### GOAL 1
Return the records verbatim, starting at the line that contains "Where can the front" and stopping after the last line of the records.

— start PAGE TEXT —

By Harry Storm
The election of Donald Trump and Israel’s actions since a ceasefire that Trump helped initiate collapsed have brought about a new virulence in anti-Israeli activity that now has taken in many in the West until now supportive of the Jewish state.
Signs of this are all around us – the absurd threats by supposed allies UK, France and Canada; the willingness of many in the punderati, such as Piers Morgan, to agree that Israel is committing a genocide in Gaza;, the leader of a leftist Israeli political party and a former IDF deputy chief of staff saying that Israel “kills babies as a hobby”; and the resulting – and increasing – violence against Israelis and Jews worldwide.
Nor have North American Jews been inoculated against the slanders and lies regularly hurled at Israel. Currently joining the “asaJew” longtime anti-Israel chorus are left-leaning Jews, hitherto supportive of Israel, but swayed by Hamas propaganda swallowed whole by Western media and politicians, and even more so by their deranged hatred of all things Trump, including his apparent support for Israel (despite this being less obvious since his recent trip to the Middle East).
One such individual is Eric Alterman, a very well credentialed academic and journalist. Alterman fancies his views on Israel to be balanced because he’s been attacked by pro-Palestinians as pro-Israeli, the same reason that allows BBC and other media to convince themselves they’re being objective, and for his stance against BDS. But in reality, since at least 2020, Alterman’s views have been trumpeted by the fiercely anti-Israel site Mondoweiss. For example, he has written articles stating, among other things, that:
- Three democratic presidents – Clinton, Obama and Biden, worried about their second-term chances if they supported Palestine.
- Israel’s conduct is responsible for antisemitism
- Young Jews abandoning Judaism because Jewish institutions support Israel
- Zionism is at odds with Liberalism.
Alterman’s disenchantment with Israel results from his disappointment with how Israelis vote: namely, for right-wing parties. In Alterman’s world, as in the worlds of so many other so-called liberals, being right-wing is anathema. Which brings us to the second and, I would say main, object of Alterman’s hatred: U.S. president Donald Trump.

— end PAGE TEXT —
— start EXERCISE DATA —

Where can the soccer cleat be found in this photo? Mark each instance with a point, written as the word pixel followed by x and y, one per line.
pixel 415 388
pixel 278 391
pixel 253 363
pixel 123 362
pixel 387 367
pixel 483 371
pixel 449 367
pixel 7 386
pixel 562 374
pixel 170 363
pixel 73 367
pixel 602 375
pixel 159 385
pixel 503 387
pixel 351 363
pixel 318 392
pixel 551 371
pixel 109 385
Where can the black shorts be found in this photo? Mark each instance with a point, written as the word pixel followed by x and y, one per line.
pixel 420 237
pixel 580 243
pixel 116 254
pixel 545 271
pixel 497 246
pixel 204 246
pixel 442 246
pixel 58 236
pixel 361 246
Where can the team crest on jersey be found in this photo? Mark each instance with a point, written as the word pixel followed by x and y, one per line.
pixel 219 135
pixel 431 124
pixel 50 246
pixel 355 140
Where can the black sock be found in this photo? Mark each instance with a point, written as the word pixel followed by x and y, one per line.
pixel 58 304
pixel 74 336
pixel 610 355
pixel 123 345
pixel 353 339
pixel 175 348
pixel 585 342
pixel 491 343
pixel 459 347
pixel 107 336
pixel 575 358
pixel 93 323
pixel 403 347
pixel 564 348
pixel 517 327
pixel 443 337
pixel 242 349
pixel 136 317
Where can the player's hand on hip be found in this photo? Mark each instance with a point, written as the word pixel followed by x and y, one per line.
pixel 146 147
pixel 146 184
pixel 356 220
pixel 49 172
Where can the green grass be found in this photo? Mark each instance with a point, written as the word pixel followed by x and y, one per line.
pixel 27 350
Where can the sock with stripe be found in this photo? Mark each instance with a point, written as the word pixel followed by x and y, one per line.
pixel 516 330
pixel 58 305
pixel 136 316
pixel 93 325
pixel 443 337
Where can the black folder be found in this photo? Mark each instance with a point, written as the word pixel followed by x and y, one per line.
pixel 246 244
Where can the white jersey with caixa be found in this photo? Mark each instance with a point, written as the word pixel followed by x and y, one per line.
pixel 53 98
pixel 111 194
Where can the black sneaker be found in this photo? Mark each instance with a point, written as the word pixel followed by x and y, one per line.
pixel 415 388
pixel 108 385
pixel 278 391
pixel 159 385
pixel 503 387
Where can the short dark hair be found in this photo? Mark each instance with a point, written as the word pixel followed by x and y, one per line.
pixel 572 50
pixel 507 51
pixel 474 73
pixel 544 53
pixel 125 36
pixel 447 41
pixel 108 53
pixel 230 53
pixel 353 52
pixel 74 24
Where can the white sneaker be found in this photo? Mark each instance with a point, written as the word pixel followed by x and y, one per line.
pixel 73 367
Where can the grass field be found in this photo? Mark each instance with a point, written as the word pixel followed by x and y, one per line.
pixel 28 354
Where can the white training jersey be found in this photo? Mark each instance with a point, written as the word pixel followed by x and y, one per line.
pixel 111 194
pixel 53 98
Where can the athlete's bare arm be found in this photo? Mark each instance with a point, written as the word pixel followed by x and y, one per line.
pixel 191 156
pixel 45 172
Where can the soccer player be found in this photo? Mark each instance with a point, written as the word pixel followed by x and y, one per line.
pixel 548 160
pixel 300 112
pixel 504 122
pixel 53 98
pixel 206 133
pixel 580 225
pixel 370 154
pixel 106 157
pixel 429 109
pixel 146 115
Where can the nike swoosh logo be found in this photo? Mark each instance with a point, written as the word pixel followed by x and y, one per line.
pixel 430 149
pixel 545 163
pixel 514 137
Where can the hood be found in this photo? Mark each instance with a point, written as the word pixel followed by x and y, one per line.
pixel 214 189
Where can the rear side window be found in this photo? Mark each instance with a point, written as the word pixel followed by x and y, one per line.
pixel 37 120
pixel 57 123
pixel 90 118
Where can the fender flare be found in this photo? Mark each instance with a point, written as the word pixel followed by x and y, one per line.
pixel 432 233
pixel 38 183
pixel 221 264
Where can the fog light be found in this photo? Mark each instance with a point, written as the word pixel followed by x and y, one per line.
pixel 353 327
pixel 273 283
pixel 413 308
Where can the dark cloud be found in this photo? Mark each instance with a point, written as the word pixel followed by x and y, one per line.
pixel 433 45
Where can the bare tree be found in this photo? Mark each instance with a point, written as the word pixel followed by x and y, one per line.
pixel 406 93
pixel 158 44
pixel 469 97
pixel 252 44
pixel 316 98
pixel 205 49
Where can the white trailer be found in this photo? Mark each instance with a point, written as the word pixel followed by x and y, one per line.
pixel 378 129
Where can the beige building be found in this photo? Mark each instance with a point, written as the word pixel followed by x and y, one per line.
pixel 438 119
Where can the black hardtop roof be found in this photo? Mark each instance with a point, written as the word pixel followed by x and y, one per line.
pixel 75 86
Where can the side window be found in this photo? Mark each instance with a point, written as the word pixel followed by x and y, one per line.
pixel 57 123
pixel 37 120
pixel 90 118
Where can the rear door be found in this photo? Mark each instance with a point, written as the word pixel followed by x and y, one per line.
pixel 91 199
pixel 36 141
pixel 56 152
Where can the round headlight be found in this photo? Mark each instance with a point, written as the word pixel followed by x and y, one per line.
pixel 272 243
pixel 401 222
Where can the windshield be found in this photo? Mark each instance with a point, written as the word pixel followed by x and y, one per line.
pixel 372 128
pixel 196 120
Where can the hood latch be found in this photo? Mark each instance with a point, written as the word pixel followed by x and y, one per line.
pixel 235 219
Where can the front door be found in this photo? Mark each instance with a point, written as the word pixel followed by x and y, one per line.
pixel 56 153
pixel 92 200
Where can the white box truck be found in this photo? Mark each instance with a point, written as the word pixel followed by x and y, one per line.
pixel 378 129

— end EXERCISE DATA —

### GOAL 2
Retype the entire opinion piece on anti-Israel sentiment word for word.

### COMPLETE ANSWER 1
Where can the front door be found in this photo? Mark each instance with a point, written as the word pixel followed by x and y, one per line.
pixel 56 153
pixel 92 200
Where can the white box truck be found in this photo? Mark each instance with a point, written as the word pixel followed by x and y, one per line.
pixel 378 129

### COMPLETE ANSWER 2
By Harry Storm
The election of Donald Trump and Israel’s actions since a ceasefire that Trump helped initiate collapsed have brought about a new virulence in anti-Israeli activity that now has taken in many in the West until now supportive of the Jewish state.
Signs of this are all around us – the absurd threats by supposed allies UK, France and Canada; the willingness of many in the punderati, such as Piers Morgan, to agree that Israel is committing a genocide in Gaza;, the leader of a leftist Israeli political party and a former IDF deputy chief of staff saying that Israel “kills babies as a hobby”; and the resulting – and increasing – violence against Israelis and Jews worldwide.
Nor have North American Jews been inoculated against the slanders and lies regularly hurled at Israel. Currently joining the “asaJew” longtime anti-Israel chorus are left-leaning Jews, hitherto supportive of Israel, but swayed by Hamas propaganda swallowed whole by Western media and politicians, and even more so by their deranged hatred of all things Trump, including his apparent support for Israel (despite this being less obvious since his recent trip to the Middle East).
One such individual is Eric Alterman, a very well credentialed academic and journalist. Alterman fancies his views on Israel to be balanced because he’s been attacked by pro-Palestinians as pro-Israeli, the same reason that allows BBC and other media to convince themselves they’re being objective, and for his stance against BDS. But in reality, since at least 2020, Alterman’s views have been trumpeted by the fiercely anti-Israel site Mondoweiss. For example, he has written articles stating, among other things, that:
- Three democratic presidents – Clinton, Obama and Biden, worried about their second-term chances if they supported Palestine.
- Israel’s conduct is responsible for antisemitism
- Young Jews abandoning Judaism because Jewish institutions support Israel
- Zionism is at odds with Liberalism.
Alterman’s disenchantment with Israel results from his disappointment with how Israelis vote: namely, for right-wing parties. In Alterman’s world, as in the worlds of so many other so-called liberals, being right-wing is anathema. Which brings us to the second and, I would say main, object of Alterman’s hatred: U.S. president Donald Trump.